■ Exercise brief
The data below is to be retyped exactly, line by line.

Point-per-instance localization data:
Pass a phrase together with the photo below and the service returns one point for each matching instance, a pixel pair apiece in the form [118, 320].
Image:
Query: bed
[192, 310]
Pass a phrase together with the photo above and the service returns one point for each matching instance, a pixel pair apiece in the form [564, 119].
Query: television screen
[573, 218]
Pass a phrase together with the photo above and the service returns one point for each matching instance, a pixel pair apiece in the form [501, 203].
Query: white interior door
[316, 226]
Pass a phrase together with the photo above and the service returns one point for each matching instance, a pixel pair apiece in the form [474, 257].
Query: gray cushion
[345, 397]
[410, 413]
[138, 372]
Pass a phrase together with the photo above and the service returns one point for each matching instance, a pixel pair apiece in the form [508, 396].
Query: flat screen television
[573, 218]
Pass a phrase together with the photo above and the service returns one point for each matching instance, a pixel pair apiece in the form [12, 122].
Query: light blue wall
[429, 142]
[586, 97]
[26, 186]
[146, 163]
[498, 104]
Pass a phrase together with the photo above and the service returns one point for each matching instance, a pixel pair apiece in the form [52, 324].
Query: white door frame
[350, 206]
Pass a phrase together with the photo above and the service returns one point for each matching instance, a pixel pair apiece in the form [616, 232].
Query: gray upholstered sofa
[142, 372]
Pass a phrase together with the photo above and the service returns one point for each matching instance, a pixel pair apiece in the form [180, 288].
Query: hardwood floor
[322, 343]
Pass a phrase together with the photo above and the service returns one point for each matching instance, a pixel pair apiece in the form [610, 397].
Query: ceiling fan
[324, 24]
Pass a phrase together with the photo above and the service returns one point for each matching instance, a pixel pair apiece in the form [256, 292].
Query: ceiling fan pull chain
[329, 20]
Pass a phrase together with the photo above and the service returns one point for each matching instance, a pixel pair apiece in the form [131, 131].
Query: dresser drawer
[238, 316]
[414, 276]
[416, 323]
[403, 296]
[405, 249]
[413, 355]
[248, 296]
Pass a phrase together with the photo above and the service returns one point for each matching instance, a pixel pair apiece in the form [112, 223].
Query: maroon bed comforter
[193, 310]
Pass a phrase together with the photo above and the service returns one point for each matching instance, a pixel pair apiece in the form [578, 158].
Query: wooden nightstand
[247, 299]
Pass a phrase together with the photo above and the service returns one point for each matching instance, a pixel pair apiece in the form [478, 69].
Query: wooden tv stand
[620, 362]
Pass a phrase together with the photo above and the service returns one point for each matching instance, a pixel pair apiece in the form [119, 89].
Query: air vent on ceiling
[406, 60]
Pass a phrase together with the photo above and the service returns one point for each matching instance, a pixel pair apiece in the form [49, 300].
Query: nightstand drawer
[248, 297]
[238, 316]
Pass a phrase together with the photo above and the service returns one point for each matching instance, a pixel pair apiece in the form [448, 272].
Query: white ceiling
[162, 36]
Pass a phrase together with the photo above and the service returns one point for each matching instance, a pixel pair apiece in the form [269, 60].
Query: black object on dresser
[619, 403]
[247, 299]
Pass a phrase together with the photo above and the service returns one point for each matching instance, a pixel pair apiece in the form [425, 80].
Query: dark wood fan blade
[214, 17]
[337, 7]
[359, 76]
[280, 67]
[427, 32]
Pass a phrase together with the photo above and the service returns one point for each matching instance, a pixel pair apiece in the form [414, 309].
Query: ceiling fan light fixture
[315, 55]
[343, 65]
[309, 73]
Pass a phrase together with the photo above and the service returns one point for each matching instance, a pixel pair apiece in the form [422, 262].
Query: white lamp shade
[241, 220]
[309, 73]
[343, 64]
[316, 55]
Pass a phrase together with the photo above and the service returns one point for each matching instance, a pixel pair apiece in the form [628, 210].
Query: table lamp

■ Response to this exercise
Pass a phrase together with the photo below and the service returns one point for each matching instance, a pixel pair apiece in the form [118, 320].
Image:
Query: bed
[192, 310]
Pass a phrase together with the photo above and the service returns one point for each matching instance, a pixel pair apiece in the form [564, 119].
Query: television screen
[573, 218]
Pass a phrase together with the photo above and the service returns one point for each matching instance, a pixel pair apiece in the form [501, 203].
Query: white interior door
[316, 226]
Pass a phrase together with the photo above and the service returns one point for each matching instance, a pixel pair apiece in the form [474, 257].
Query: gray cushion
[345, 397]
[410, 413]
[138, 372]
Pass a phrase together with the photo above and the service returns one point for each matching instance, a pixel pair apiece in the form [508, 396].
Query: flat screen television
[573, 218]
Pass a phrase together with the photo above and the service returns one point for each matching instance, a pixel pair apiece in the form [12, 122].
Query: light blue wall
[429, 142]
[586, 97]
[26, 186]
[146, 163]
[498, 104]
Pass a phrase together with the photo above and the service returns one point for each matching instance, a pixel pair apiece in the form [52, 324].
Query: white door frame
[350, 206]
Pass a phrase together with the photo above and the service returns one point for each matching instance, a pixel pair apiece in the form [616, 232].
Query: gray upholstered sofa
[142, 372]
Pass a phrase together with the photo above and the service returns one point for each matching instance, a pixel pair apiece in the form [180, 288].
Query: hardwood floor
[322, 343]
Pass a phrase together with the photo above and the service returns one point for each matching instance, a pixel pair apiece in the form [610, 397].
Query: ceiling fan
[324, 24]
Pass a phrase together with the photo above and the service returns one point for each matching instance, a pixel pair apiece in the form [256, 292].
Query: ceiling fan pull chain
[329, 20]
Pass a phrase together with the photo above and the service returns one point for each matching instance, a pixel pair apiece in the form [131, 131].
Query: dresser drawer
[238, 316]
[414, 276]
[416, 323]
[403, 296]
[405, 249]
[413, 355]
[248, 296]
Pass a phrase together with the photo above and the service returns one point for each matching instance, a pixel pair apiece in the form [112, 223].
Query: maroon bed comforter
[193, 310]
Pass a phrase together with the photo above and the service returns one point for each matching instance, a pixel pair apiece in the form [578, 158].
Query: wooden nightstand
[247, 299]
Pass a phrase together with the photo above and the service returns one point for each matching instance, a pixel pair apiece in the form [478, 69].
Query: wooden tv stand
[620, 362]
Pass a phrase together with the photo above and the service returns one point for each matching instance, a pixel pair apiece in the form [119, 89].
Query: air vent on ceiling
[406, 60]
Pass a phrase together with the photo above and the service returns one point for each matching instance, a pixel pair apiece in the form [49, 300].
Query: nightstand drawer
[248, 297]
[238, 316]
Pass a phrase together with the photo above and the service returns one point for each matching instance, a pixel pair apiece in the form [448, 272].
Query: white ceiling
[162, 36]
Pass a phrase together with the photo above and the service returns one point for each matching instance, a pixel pair apiece in the form [269, 60].
Query: black object on dresser
[619, 403]
[247, 299]
Pass a phrase together with the photo above and the service returns one point for each matching instance, a pixel pair apiece in the form [425, 80].
Query: dark wood fan blade
[214, 17]
[337, 7]
[359, 76]
[280, 67]
[427, 32]
Pass a phrase together with the photo above and the service returns one point for each matching instance, a pixel pair apiece in the form [414, 309].
Query: ceiling fan light fixture
[315, 55]
[343, 65]
[309, 73]
Pass a phrase together with the photo above and the service returns one point for each matching instance, a pixel pair apiece in the form [422, 262].
Query: white lamp shade
[241, 220]
[309, 73]
[343, 64]
[316, 55]
Pass a phrase together with the photo above and the service returns one point for each matching instance, a pixel pair apiece in the form [628, 210].
Query: table lamp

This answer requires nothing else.